What to do
An identical copy of the records below is the expected result.

Available data
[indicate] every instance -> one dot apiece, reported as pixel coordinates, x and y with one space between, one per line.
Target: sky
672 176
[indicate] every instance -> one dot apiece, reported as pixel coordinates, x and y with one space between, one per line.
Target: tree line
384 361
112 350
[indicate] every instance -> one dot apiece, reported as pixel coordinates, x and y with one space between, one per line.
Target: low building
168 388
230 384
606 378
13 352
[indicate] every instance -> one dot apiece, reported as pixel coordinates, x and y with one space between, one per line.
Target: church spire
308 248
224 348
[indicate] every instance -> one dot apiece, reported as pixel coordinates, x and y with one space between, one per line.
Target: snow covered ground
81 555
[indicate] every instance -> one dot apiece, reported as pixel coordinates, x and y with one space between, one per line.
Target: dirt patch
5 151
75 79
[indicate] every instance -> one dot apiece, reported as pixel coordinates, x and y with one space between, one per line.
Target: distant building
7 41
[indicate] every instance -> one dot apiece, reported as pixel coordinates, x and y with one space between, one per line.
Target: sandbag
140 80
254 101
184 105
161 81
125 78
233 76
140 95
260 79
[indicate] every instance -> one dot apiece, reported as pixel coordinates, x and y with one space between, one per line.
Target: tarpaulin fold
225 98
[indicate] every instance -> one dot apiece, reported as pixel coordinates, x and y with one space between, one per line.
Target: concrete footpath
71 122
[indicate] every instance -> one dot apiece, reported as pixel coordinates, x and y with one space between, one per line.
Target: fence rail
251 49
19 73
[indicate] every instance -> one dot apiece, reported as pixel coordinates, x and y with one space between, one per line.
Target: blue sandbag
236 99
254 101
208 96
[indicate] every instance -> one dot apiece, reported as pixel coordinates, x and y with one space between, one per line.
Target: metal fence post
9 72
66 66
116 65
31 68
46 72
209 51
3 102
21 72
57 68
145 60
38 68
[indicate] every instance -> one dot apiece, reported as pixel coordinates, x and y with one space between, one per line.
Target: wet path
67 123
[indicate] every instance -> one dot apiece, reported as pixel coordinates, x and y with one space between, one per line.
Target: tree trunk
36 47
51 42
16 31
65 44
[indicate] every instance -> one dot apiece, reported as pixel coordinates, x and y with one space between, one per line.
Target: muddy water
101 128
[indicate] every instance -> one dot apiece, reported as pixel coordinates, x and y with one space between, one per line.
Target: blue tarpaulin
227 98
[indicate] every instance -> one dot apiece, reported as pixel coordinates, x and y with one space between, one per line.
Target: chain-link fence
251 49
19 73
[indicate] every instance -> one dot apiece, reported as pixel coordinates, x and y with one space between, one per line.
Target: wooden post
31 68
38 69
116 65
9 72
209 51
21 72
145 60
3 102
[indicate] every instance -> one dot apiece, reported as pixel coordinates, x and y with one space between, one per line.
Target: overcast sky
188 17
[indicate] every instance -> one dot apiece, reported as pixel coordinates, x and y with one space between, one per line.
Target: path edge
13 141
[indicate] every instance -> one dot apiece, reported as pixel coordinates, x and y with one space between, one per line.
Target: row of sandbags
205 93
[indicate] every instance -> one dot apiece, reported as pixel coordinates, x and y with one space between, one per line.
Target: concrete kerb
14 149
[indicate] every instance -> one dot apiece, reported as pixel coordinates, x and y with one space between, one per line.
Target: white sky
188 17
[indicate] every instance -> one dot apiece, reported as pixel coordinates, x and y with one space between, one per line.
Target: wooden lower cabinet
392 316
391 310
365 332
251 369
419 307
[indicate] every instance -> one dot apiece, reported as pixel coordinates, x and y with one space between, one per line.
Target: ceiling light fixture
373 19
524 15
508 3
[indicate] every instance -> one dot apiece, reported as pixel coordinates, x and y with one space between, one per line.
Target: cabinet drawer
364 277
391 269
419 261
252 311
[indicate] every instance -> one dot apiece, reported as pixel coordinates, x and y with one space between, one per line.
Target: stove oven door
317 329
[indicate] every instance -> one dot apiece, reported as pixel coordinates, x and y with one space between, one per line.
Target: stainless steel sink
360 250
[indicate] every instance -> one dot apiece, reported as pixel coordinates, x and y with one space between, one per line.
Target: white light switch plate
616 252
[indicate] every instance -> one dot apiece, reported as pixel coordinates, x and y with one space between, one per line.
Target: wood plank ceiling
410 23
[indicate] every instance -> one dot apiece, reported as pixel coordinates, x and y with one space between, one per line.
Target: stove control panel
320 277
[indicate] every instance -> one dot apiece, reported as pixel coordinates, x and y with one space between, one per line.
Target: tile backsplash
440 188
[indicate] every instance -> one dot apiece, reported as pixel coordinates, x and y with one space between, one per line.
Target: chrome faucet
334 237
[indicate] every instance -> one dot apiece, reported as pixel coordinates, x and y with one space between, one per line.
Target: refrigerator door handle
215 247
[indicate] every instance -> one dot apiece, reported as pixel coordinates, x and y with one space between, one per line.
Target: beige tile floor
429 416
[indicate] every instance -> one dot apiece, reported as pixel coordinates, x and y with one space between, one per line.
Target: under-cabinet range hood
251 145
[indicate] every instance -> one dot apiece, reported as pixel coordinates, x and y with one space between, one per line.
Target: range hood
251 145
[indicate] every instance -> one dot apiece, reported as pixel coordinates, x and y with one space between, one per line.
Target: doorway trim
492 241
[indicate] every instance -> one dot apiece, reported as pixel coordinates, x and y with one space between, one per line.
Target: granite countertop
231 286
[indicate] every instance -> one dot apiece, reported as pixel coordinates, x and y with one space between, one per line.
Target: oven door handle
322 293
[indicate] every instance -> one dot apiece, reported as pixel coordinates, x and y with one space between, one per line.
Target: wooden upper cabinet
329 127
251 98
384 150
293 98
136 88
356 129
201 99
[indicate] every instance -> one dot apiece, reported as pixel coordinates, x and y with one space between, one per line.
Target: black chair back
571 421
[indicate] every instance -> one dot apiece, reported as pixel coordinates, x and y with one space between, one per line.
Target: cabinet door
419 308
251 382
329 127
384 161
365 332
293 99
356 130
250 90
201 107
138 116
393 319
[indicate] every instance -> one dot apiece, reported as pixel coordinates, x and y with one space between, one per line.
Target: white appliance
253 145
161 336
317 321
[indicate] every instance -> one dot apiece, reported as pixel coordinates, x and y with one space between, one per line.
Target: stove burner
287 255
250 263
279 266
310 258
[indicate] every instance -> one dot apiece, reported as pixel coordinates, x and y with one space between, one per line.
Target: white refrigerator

Result of the task
[indicate] every instance -> one dot apiece, reported as pixel coordinates, x and y with one space between, one per line.
Target: sky
672 176
[indicate] every instance -> one dot apiece, reported as pixel coordinates, x and y with one space between, one per line.
Target: tree line
384 361
112 350
[indicate] every instance -> one dot apiece, reported as pixel coordinates, x and y with one space between, one per line.
Target: low building
168 388
230 384
606 378
13 352
[indicate] every instance -> one dot apiece, reported as pixel coordinates, x and y with one space between, one per line.
Target: church spire
308 248
224 348
[indicate] every instance -> one dot apiece, reported as pixel coordinates, x and y with one space between, one per line.
Target: snow covered ground
81 555
[indicate] every instance -> one dot apiece, reported as pixel coordinates, x and y with one space between, one per line.
Target: dirt patch
5 151
75 79
[indicate] every instance -> one dot apiece, reported as pixel coordinates, x and y with one space between, one per line.
Target: distant building
7 41
[indicate] every instance -> one dot apiece, reported as pixel coordinates, x and y with one space between, one per line.
Target: sandbag
140 80
254 101
184 105
161 81
125 78
233 76
140 95
260 79
[indicate] every instance -> one dot apiece, reported as pixel coordinates, x and y with one space between, one per line.
Target: tarpaulin fold
225 98
[indicate] every instance -> one dot apiece, reported as pixel coordinates, x and y with one space between, one per line.
Target: concrete footpath
71 122
[indicate] every instance -> one dot apiece, reported as pixel coordinates, x and y with one space between, one per line.
Target: fence rail
251 49
19 73
[indicate] every instance -> one dot apiece, reported as pixel coordinates, x and y with one space between, one per line.
Target: blue sandbag
236 99
254 101
208 96
[indicate] every instance -> one dot apiece, reported as pixel coordinates, x and y with one space between, one per line.
Target: metal fence post
9 72
66 66
116 65
31 68
46 72
209 51
3 102
21 72
57 68
145 60
38 68
[indicate] every instance -> one dot apiece, reported as pixel coordinates, x and y with one space between, one per line.
Target: wet path
67 123
[indicate] every instance -> one dot apiece, reported as pixel coordinates, x and y with one space between, one per line.
Target: tree trunk
36 47
51 42
16 31
65 44
[indicate] every instance -> one dot apiece, reported as pixel coordinates, x and y with one space between, one per line.
Target: muddy water
101 128
[indicate] every instance -> one dot apiece, reported as pixel coordinates, x and y with one space between, one per line.
Target: blue tarpaulin
227 98
[indicate] every instance -> one dot apiece, reported as pixel coordinates, x and y with one space between, one per line.
Target: chain-link fence
251 49
19 73
[indicate] every instance -> one dot apiece, reported as pixel coordinates, x and y with one space between, one per line.
Target: wooden post
31 68
38 69
116 65
9 72
209 51
21 72
145 60
3 102
[indicate] every instance -> one dot apiece, reported as pixel coordinates, x and y with one space between, one per line.
Target: overcast sky
188 17
[indicate] every instance -> one dot apiece, reported as pixel coordinates, x and y with one space between, one per line.
Target: path edge
13 141
[indicate] every instance -> one dot apiece, reported as pixel coordinates, x and y with one space between, one per line.
Target: row of sandbags
205 93
[indicate] every instance -> one dot apiece, reported as pixel coordinates, x and y with one space between, one per line.
Target: concrete kerb
14 149
[indicate] every instance -> one dot apiece, reported as pixel coordinates, x and y with one space between, one per line.
Target: white sky
188 17
[indicate] every instance -> one dot apiece, reported as pixel coordinates, x and y with one space between, one per line.
Target: wooden lower cabinet
392 316
391 310
365 332
251 369
419 307
[indicate] every instance -> one dot apiece, reported as pixel coordinates, x and y with one space between, one per line.
Target: ceiling light fixture
373 19
524 15
508 3
[indicate] every instance -> one dot apiece, reported as pixel coordinates, x and y with one space between, one per line.
Target: cabinet drawer
364 277
391 269
419 261
252 311
[indicate] every instance -> one dot apiece, reported as pixel coordinates, x and y with one space between, one per line.
Target: stove oven door
317 329
[indicate] every instance -> one dot apiece, reported as pixel coordinates, x and y with one space between, one per line.
Target: stainless steel sink
360 250
[indicate] every instance -> one dot apiece, reported as pixel coordinates, x and y with one space between, one per line.
Target: white light switch plate
616 252
[indicate] every instance -> one dot apiece, reported as pixel coordinates, x and y with one space between, one per line.
Target: wood plank ceiling
410 23
[indicate] every instance -> one dot apiece, reported as pixel coordinates, x and y with one space between, one per line.
Target: stove control panel
320 277
[indicate] every instance -> one dot apiece, reported as pixel coordinates, x and y with one space between, one per line.
Target: tile backsplash
440 188
[indicate] every instance -> one dot apiece, reported as pixel coordinates, x and y with one space between, one per line.
Target: chrome faucet
334 237
[indicate] every instance -> one dot apiece, reported as pixel coordinates, x and y with one space between, one per line.
Target: refrigerator door handle
215 247
[indicate] every instance -> one dot apiece, reported as pixel coordinates, x and y with one space between, one per line.
Target: beige tile floor
429 416
[indicate] every instance -> one dot apiece, reported as pixel coordinates, x and y with one space between, one per line.
Target: under-cabinet range hood
251 145
[indicate] every instance -> one dot apiece, reported as pixel coordinates, x and y with one space between, one per line.
Target: range hood
251 145
[indicate] every instance -> one dot apiece, reported as pixel coordinates, x and y with one space between, one per line.
Target: doorway trim
492 241
[indicate] every instance -> one dot apiece, reported as pixel coordinates, x and y with one space between, one per line.
Target: granite countertop
231 286
[indicate] every instance -> one dot apiece, reported as pixel coordinates, x and y with one space between, one per line.
Target: oven door handle
322 293
[indicate] every instance -> one dot apiece, reported as pixel coordinates, x and y with one space between, one per line.
Target: wooden upper cabinet
329 127
251 98
384 150
293 98
136 88
356 129
201 99
[indicate] every instance -> one dot apiece, reported as pixel coordinates, x and y with one space between, one per line.
Target: black chair back
571 421
[indicate] every instance -> one dot apiece, reported as pixel coordinates, x and y with one space between, one per line.
Target: cabinet door
419 308
251 382
329 127
384 161
365 332
293 99
356 130
250 90
201 107
138 116
393 319
[indicate] every instance -> one dot apiece, reported as pixel coordinates, x and y with one space between, one per line.
Target: white appliance
253 145
161 336
317 321
[indicate] every instance -> one dot apiece, reported as pixel coordinates, x and y with one space between, one per line.
Target: stove burner
287 255
250 263
279 266
310 258
[indicate] every instance -> one dot apiece, reported as pixel coordinates, x and y with one space between, one per line.
Target: white refrigerator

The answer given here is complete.